● **WORK INSTRUCTIONS**
Output the data as it stands. Each line must match exactly.

Records from a collection
•••••

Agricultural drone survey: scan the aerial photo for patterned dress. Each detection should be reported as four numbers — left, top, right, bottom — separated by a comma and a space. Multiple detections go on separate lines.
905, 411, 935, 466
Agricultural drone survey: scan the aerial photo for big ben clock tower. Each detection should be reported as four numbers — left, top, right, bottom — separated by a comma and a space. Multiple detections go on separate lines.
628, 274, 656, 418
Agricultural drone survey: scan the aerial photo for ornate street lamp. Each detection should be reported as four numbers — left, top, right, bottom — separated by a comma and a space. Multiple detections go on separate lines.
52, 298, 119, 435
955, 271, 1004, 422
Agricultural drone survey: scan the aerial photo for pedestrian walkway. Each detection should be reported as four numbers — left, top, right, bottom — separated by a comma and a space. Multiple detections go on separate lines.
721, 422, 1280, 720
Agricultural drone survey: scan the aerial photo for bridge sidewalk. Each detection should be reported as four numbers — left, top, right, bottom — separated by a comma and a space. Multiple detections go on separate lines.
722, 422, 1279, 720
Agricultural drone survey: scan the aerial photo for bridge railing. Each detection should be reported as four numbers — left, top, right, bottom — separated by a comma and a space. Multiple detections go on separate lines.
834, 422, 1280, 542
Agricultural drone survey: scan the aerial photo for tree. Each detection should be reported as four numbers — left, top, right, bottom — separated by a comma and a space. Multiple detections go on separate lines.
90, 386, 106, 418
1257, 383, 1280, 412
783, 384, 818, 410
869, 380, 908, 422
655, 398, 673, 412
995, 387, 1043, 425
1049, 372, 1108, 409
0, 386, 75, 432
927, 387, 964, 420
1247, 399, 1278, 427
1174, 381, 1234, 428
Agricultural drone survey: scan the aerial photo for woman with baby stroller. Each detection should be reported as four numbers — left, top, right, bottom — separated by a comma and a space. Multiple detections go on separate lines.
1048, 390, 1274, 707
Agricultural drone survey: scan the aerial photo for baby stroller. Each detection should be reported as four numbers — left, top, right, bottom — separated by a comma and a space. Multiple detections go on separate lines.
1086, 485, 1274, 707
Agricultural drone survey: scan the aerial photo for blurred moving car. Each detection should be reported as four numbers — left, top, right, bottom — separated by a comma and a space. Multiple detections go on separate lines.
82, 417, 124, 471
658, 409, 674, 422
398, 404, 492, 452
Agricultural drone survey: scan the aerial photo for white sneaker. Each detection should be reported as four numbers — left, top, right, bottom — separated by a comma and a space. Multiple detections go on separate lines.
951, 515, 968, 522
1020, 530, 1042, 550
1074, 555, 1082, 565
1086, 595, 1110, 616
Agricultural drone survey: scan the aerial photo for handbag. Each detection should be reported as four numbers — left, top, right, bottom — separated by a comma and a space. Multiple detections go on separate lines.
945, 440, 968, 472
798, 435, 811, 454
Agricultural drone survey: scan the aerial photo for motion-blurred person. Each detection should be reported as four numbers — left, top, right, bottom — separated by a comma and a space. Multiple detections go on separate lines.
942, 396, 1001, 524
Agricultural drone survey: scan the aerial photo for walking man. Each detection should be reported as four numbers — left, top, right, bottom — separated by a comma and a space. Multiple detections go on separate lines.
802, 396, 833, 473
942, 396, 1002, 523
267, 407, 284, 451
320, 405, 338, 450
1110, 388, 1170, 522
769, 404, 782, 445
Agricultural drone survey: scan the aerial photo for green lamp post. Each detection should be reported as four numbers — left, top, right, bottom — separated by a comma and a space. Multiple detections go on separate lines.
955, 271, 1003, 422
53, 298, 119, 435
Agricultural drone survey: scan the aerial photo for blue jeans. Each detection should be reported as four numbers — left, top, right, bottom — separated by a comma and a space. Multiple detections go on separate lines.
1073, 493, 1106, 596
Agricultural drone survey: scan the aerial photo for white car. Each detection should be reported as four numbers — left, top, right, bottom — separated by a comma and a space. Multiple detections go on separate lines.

•••••

● **SOLUTION TO THE EXERCISE**
Agricultural drone survey: scan the aerial photo for patterned dress. Each detection should be reported as four numbers — left, top, right, bottom — separated by a comma and a space. Multiple detections go on separate lines.
905, 411, 935, 466
Agricultural drone survey: scan the aerial photo for big ben clock tower. Each detection should be reported as four numbers — left, top, right, bottom — separated by a comma and a space. Multiple detections go on separate lines.
628, 274, 656, 418
Agricultural drone survey: scan the aerial photo for ornate street lamp. Each detection should be reported as four numbers — left, top, right, bottom — separated by a comma and a space. Multiple detections go on separate lines.
52, 298, 119, 435
955, 271, 1004, 422
Agricultural drone survey: scan the aerial photo for pedestrian walkway. Each detection should be reported as four numbers — left, top, right, bottom — separated by a comma and a space. Multiple detections go on separate lines.
721, 422, 1280, 720
Agricultural drone survey: scan the aerial photo for bridge sidewalk. Each detection should be reported as four numbers — left, top, right, bottom — separated by a comma and a space. Multiple detections go on separate lines.
722, 422, 1279, 720
Agricultural drone survey: scan the aerial photo for bridge railing. Each detection should be reported as four numbers — left, top, right, bottom — separated by a comma and a space. Multiple detections go on separate lines.
834, 422, 1280, 542
Agricultural drone survey: scan the aerial photo for tree. Each detection should be reported as four numbers — left, top, right, bottom — separated by a comma and a space. Multiple detections go on separate lines.
90, 386, 106, 418
1257, 383, 1280, 412
783, 384, 818, 410
869, 380, 908, 422
655, 398, 673, 412
995, 387, 1043, 425
1049, 372, 1108, 409
0, 386, 75, 432
927, 387, 964, 420
1247, 399, 1278, 427
1174, 381, 1234, 428
Agricultural drone survey: scan the aerial photo for woman with baby stroller. Each detection should be reported as four numbers — left, top, right, bottom — separated by a comma and a space. Multiple detections go on separate lines.
1048, 390, 1274, 707
Agricultural drone survey: scan the aerial photo for baby stroller. Each detection should be reported as four numbers — left, top, right, bottom — separated by a comma and a space. Multiple detections go on separate lines.
1086, 485, 1274, 707
Agricultural drone survey: scan the aerial photo for blurred moving car. Each detection should be reported as four numbers — left, top, right, bottom — separated by a comma and a space. Multiple detections go on separate lines.
82, 417, 124, 471
658, 409, 674, 422
398, 404, 492, 452
Agricultural drone survey: scan the aerial photo for white sneaker. Each detection should be reported as four numbers — left, top, right, bottom — separated by a comma and a space. Multiple detections go on separate lines.
951, 515, 968, 522
1020, 530, 1042, 550
1074, 555, 1082, 565
1086, 595, 1110, 616
Agricultural drone survey: scan the aerial photo for handbag. Each detection should be reported as four numbers — left, top, right, bottom — separated by a comma and a space. Multiple detections go on separate lines.
945, 440, 968, 472
798, 435, 811, 454
Agricultural drone survey: scan the aerial photo for motion-blurred person. Each detection should be reported as four numbers — left, top, right, bottom — separated by a comma and a space. Multiple detections go on separate lines.
942, 396, 1001, 524
Agricultural drone survey: scan the aerial photo for walking man. Each detection should be reported as four numbers — left, top, right, bottom — separated by a comma and a space. Multiple detections go on separate lines.
802, 396, 833, 473
942, 396, 1002, 523
267, 407, 284, 451
320, 405, 338, 450
1110, 388, 1170, 522
769, 404, 782, 445
Agricultural drone survey: scan the aerial photo for green lamp post. Each detection should be reported as four numbers — left, top, right, bottom — separated by a comma and a space. Multiple detections go on separate lines.
955, 271, 1003, 422
53, 298, 119, 435
Agricultural drone survey: scan the aerial photo for blue jeans. Each detection should be reported as four numbers — left, top, right, bottom — separated by a comma and a space. Multiple detections go on separate lines.
1073, 493, 1106, 596
Agricultural drone survey: scan the aerial photo for white car. Each detection should be reported as four numbers — left, top, right, bottom — separated by a comma and a space. Multiple detections go on separate lines.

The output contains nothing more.